## Start

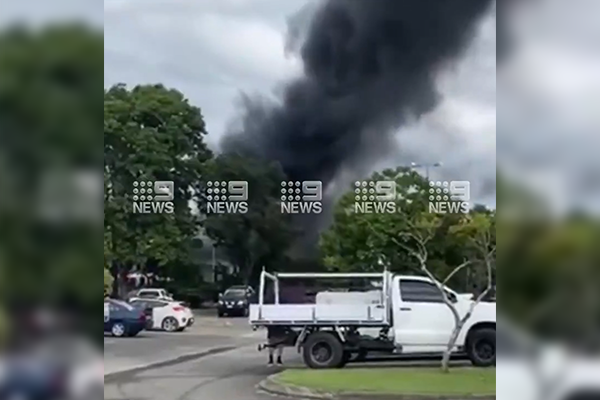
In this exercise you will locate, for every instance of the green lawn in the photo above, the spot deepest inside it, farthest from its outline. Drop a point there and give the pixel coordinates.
(424, 381)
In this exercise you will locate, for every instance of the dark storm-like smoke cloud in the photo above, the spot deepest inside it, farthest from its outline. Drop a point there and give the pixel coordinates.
(369, 65)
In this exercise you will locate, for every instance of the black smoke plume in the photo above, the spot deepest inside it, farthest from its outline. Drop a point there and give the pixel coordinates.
(369, 65)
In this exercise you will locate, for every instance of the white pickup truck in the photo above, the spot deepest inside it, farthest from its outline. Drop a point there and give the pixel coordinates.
(410, 318)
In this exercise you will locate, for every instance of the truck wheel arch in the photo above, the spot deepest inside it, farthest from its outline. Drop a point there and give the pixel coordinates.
(481, 331)
(329, 339)
(479, 326)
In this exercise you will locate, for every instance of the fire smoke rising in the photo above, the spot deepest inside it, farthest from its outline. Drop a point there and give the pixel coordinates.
(369, 66)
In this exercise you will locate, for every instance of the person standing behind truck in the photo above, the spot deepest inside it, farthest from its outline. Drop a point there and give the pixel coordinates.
(276, 337)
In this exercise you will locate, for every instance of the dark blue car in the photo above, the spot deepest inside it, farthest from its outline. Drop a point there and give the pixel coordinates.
(121, 319)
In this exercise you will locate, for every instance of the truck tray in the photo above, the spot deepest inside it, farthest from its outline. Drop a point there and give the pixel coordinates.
(318, 314)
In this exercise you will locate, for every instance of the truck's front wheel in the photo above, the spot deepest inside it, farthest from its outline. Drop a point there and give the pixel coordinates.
(481, 347)
(323, 350)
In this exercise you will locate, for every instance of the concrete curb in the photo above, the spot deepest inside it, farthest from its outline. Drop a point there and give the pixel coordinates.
(130, 371)
(272, 387)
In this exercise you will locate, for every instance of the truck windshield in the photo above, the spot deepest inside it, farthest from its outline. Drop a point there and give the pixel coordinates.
(234, 293)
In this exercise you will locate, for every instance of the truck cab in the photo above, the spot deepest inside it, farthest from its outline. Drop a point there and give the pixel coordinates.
(423, 323)
(405, 315)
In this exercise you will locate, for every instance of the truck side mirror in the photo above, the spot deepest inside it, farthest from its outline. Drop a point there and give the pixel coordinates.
(452, 297)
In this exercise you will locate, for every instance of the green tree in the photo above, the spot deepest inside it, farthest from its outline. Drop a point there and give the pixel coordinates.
(359, 241)
(50, 128)
(151, 133)
(262, 236)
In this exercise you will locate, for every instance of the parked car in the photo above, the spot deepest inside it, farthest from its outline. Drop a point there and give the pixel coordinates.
(234, 302)
(122, 319)
(155, 293)
(169, 316)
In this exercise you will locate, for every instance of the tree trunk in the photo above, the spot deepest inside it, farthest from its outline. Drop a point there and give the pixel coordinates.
(451, 343)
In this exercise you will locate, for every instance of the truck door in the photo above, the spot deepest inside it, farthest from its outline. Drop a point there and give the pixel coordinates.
(422, 322)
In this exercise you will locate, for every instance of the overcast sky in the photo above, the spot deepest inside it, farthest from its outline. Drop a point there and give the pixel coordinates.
(547, 106)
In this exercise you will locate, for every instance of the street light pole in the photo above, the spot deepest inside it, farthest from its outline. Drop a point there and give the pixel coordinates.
(426, 166)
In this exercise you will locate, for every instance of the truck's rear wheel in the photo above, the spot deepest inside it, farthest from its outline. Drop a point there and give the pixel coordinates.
(323, 350)
(481, 347)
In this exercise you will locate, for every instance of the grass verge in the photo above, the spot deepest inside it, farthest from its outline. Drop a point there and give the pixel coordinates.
(415, 381)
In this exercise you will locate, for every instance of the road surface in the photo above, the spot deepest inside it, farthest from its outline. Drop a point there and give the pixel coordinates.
(231, 375)
(152, 347)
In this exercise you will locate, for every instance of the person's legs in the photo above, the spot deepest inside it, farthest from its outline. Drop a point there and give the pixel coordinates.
(271, 354)
(279, 354)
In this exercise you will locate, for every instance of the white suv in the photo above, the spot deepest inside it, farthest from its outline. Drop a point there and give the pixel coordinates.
(159, 294)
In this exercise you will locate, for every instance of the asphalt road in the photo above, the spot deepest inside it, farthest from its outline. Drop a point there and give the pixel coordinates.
(230, 375)
(154, 347)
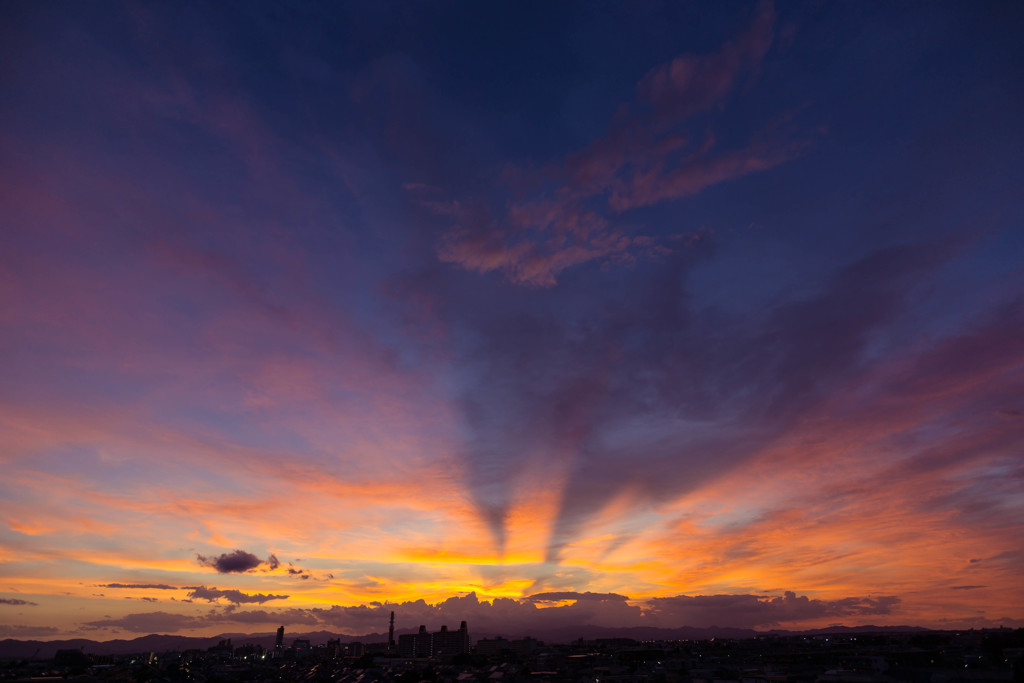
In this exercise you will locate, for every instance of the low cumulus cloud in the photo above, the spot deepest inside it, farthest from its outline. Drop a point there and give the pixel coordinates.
(231, 595)
(559, 596)
(757, 610)
(511, 616)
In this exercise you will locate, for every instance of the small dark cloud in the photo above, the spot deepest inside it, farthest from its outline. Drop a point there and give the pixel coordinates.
(755, 610)
(557, 596)
(232, 596)
(15, 601)
(238, 562)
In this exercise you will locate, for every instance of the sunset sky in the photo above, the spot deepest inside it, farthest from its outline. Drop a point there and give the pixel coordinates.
(639, 313)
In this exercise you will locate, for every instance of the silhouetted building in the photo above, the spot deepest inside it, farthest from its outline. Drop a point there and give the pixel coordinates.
(451, 642)
(423, 644)
(415, 644)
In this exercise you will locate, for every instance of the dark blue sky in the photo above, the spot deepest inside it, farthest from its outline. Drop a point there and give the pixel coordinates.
(659, 300)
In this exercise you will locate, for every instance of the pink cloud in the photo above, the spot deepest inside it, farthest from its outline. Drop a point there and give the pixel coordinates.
(644, 159)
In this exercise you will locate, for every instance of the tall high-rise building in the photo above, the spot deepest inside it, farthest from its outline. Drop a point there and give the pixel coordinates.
(390, 635)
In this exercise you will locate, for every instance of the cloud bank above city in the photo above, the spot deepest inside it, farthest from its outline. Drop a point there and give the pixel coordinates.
(648, 314)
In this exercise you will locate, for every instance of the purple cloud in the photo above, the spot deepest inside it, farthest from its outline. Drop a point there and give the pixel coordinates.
(231, 595)
(14, 601)
(238, 562)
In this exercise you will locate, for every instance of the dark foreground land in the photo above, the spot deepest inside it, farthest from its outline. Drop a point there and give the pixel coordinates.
(918, 657)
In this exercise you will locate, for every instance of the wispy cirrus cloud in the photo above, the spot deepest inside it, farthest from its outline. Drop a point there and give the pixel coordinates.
(649, 155)
(230, 595)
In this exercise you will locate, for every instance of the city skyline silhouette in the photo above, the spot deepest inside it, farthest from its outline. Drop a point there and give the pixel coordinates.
(647, 314)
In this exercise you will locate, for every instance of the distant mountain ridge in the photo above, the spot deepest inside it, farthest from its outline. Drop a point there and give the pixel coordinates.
(45, 649)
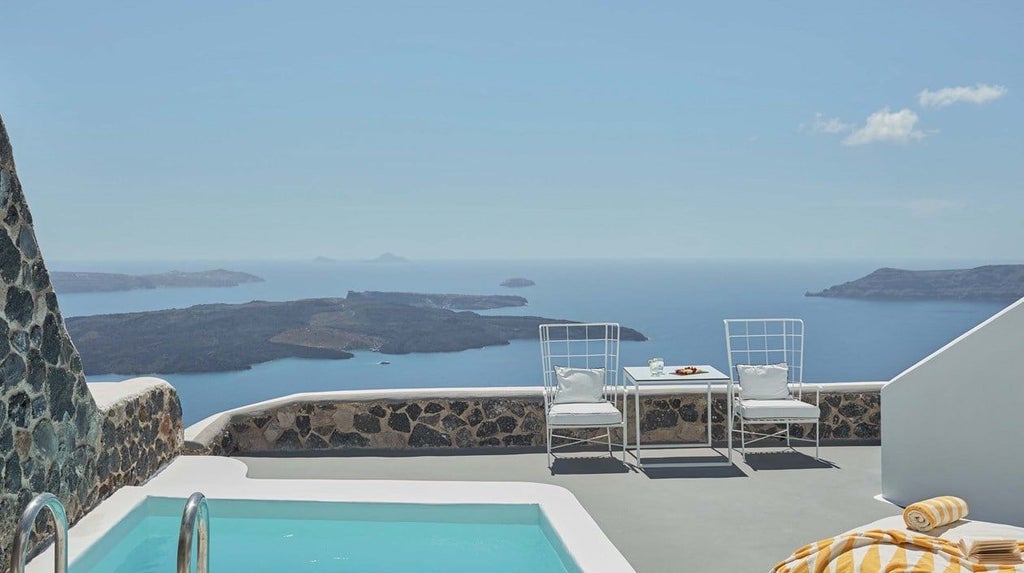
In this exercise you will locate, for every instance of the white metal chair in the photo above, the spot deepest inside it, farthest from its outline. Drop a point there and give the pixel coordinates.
(766, 342)
(582, 346)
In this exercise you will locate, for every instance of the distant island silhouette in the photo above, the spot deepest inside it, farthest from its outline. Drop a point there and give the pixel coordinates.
(65, 281)
(517, 282)
(232, 337)
(1001, 283)
(388, 258)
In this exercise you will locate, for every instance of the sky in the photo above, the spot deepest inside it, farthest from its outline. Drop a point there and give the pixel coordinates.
(523, 130)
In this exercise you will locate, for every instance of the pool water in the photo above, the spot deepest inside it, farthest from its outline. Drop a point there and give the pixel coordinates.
(300, 536)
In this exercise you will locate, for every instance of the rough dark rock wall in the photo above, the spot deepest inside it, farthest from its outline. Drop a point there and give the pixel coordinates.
(52, 436)
(445, 423)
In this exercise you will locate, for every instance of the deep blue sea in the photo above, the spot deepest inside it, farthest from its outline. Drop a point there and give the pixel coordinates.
(678, 304)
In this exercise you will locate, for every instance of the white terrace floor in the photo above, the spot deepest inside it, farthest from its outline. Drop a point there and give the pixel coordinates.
(744, 518)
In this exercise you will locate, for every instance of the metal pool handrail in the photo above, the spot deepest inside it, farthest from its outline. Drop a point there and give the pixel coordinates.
(24, 533)
(196, 508)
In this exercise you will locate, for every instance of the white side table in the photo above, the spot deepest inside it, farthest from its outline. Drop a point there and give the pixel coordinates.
(640, 377)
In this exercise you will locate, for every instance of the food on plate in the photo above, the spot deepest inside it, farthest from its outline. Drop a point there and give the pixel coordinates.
(687, 370)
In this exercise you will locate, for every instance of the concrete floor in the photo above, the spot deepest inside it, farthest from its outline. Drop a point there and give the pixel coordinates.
(744, 518)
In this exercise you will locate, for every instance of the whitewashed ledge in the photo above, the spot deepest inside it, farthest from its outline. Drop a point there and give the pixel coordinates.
(111, 394)
(206, 431)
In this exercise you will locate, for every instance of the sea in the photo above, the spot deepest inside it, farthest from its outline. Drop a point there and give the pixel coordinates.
(678, 304)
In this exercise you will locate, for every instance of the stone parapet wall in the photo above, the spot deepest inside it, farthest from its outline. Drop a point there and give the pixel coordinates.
(477, 417)
(141, 432)
(55, 435)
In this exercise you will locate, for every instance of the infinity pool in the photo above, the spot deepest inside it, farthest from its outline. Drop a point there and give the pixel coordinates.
(310, 536)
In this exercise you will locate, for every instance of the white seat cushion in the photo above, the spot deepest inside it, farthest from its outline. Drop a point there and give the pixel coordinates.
(579, 385)
(764, 382)
(590, 413)
(754, 409)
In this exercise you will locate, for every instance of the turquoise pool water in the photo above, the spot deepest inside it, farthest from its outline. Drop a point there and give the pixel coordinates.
(301, 536)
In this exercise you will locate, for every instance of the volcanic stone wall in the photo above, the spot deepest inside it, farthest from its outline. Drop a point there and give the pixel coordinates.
(327, 424)
(52, 435)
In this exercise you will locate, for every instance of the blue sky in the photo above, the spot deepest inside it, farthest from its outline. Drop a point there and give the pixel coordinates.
(219, 130)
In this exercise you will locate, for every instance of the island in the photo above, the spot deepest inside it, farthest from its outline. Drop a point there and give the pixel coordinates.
(999, 283)
(517, 282)
(232, 337)
(110, 281)
(448, 302)
(388, 258)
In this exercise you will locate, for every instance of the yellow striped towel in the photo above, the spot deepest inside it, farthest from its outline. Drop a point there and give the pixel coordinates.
(885, 552)
(927, 515)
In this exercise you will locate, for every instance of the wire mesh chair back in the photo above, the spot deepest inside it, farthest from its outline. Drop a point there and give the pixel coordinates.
(592, 345)
(766, 341)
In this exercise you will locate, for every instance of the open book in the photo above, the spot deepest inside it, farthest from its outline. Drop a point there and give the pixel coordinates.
(990, 551)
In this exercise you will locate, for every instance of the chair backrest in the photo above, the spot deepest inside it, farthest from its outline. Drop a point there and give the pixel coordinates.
(593, 345)
(766, 341)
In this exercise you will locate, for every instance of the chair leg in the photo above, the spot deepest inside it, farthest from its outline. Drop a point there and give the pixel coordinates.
(625, 442)
(817, 440)
(742, 440)
(550, 463)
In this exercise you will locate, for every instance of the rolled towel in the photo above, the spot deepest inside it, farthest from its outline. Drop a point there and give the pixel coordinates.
(927, 515)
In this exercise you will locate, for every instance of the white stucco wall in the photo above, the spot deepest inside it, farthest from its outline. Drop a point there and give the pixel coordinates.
(953, 424)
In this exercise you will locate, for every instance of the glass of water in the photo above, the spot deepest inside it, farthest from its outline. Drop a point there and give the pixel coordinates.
(656, 366)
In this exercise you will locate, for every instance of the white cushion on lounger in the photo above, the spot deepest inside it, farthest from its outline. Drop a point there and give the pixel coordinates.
(777, 408)
(596, 413)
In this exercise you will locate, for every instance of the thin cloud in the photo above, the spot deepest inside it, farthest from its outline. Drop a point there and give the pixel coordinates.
(889, 127)
(829, 126)
(977, 94)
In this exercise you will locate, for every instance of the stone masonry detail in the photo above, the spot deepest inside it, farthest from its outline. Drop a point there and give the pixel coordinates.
(52, 436)
(441, 423)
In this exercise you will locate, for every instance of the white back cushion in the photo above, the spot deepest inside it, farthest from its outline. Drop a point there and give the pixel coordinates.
(764, 382)
(578, 386)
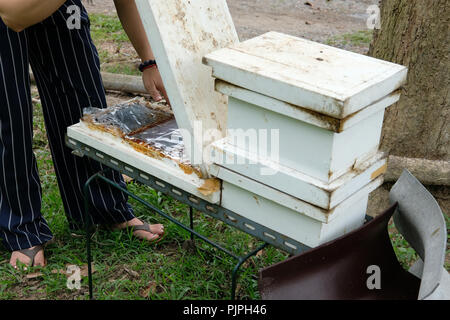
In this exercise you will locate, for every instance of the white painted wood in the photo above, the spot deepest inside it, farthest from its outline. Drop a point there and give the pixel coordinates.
(305, 115)
(181, 32)
(289, 201)
(305, 229)
(293, 182)
(307, 148)
(163, 169)
(304, 73)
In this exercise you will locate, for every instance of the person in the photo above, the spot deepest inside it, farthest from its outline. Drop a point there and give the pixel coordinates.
(66, 67)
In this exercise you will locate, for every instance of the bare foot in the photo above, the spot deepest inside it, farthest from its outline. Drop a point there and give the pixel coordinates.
(156, 229)
(39, 259)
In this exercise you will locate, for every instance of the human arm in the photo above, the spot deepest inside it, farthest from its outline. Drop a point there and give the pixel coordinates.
(20, 14)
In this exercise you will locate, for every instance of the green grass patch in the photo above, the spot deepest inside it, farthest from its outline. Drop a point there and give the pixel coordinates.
(359, 38)
(107, 28)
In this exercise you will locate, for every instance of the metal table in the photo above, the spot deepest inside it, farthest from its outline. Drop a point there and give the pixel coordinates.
(263, 233)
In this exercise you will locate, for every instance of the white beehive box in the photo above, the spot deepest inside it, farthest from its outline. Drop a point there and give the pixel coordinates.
(328, 104)
(292, 217)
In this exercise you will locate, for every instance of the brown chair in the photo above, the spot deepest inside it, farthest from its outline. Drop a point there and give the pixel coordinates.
(343, 269)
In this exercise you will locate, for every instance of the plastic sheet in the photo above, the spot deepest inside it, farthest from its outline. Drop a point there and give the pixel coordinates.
(149, 131)
(125, 119)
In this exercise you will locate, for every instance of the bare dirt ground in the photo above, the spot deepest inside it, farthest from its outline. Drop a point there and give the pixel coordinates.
(317, 20)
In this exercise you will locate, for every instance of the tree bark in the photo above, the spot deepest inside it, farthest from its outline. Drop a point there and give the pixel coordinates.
(415, 33)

## End

→ Directive
Write out once more the lines above beginning at the line with "the metal table"; continue through the final line and stop there.

→ Worked solution
In this exercise you will locate, for every instance of the metal table in the photo above, the spot deepest inside it, farthest from its outline. Drop a point there and give the pixel coordinates.
(263, 233)
In this exercise you will locate, for every instance of the white beehive box in the photo above, the spot deepest inside it, farthest from its outline. Drop a point there and give the pixel coordinates.
(328, 104)
(292, 217)
In this exercise you will locate, for every instance of the brown chair in the photo above, the spot deepest inside it, farthest from its outline. Drop a point there and give the pixel coordinates.
(343, 269)
In this exercise you will locate, for every instance of the plastic sheet in the photo above, the spot deepest inside it, farthest from its outline. Drop a point there and give the pixel coordinates.
(149, 131)
(125, 119)
In this exercise you will locate, for every instance of the bare dirt ground in the photo above, the spot deepest inside it, farthest from its outline. Drop a point there and give the pixel coordinates.
(317, 20)
In this exercise you will locate, for every instance of the tree bark in the photo above, the spot deepest inside it, farthest from its outline. Drop a point there and give the pixel coordinates.
(415, 33)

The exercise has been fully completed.